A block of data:
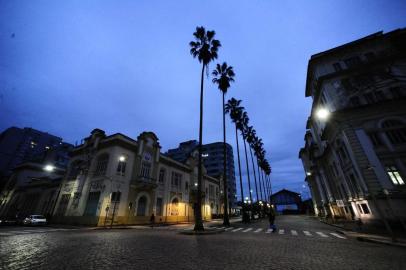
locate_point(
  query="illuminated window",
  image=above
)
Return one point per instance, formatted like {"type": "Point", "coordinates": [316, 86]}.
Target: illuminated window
{"type": "Point", "coordinates": [122, 162]}
{"type": "Point", "coordinates": [145, 169]}
{"type": "Point", "coordinates": [395, 130]}
{"type": "Point", "coordinates": [161, 178]}
{"type": "Point", "coordinates": [394, 175]}
{"type": "Point", "coordinates": [101, 165]}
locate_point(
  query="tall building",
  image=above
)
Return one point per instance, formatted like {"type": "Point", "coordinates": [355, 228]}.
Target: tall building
{"type": "Point", "coordinates": [19, 145]}
{"type": "Point", "coordinates": [355, 144]}
{"type": "Point", "coordinates": [114, 179]}
{"type": "Point", "coordinates": [213, 162]}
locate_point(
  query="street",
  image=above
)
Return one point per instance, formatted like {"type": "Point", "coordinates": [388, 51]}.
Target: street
{"type": "Point", "coordinates": [300, 242]}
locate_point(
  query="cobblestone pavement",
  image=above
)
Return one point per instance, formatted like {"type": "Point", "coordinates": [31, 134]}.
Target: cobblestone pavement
{"type": "Point", "coordinates": [147, 248]}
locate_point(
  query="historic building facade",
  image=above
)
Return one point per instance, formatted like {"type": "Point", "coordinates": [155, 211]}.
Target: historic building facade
{"type": "Point", "coordinates": [355, 144]}
{"type": "Point", "coordinates": [213, 162]}
{"type": "Point", "coordinates": [118, 180]}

OBJECTIVE:
Omit each picture, then return all of the listing exactly as it stands.

SOLUTION:
locate_point(
  query="illuminated window",
  image=above
)
Return one point per instance, formatted like {"type": "Point", "coordinates": [316, 86]}.
Target: illuminated window
{"type": "Point", "coordinates": [122, 162]}
{"type": "Point", "coordinates": [145, 169]}
{"type": "Point", "coordinates": [395, 130]}
{"type": "Point", "coordinates": [161, 178]}
{"type": "Point", "coordinates": [394, 175]}
{"type": "Point", "coordinates": [101, 165]}
locate_point(
  query="tall building",
  image=above
)
Return one point per instance, formatted like {"type": "Point", "coordinates": [355, 228]}.
Target: tall building
{"type": "Point", "coordinates": [19, 145]}
{"type": "Point", "coordinates": [355, 144]}
{"type": "Point", "coordinates": [114, 179]}
{"type": "Point", "coordinates": [213, 162]}
locate_point(
  query="street",
  image=above
)
Return one point per instance, formatted like {"type": "Point", "coordinates": [388, 51]}.
Target: street
{"type": "Point", "coordinates": [300, 242]}
locate_point(
  query="cobblestone pavement",
  image=above
)
Return one point per instance, formatted like {"type": "Point", "coordinates": [31, 134]}.
Target: cobblestone pavement
{"type": "Point", "coordinates": [147, 248]}
locate_point(
  query="historic building facade",
  image=above
)
Return one point per instance, formatted like {"type": "Point", "coordinates": [155, 211]}.
Target: historic building facade
{"type": "Point", "coordinates": [355, 144]}
{"type": "Point", "coordinates": [213, 162]}
{"type": "Point", "coordinates": [118, 180]}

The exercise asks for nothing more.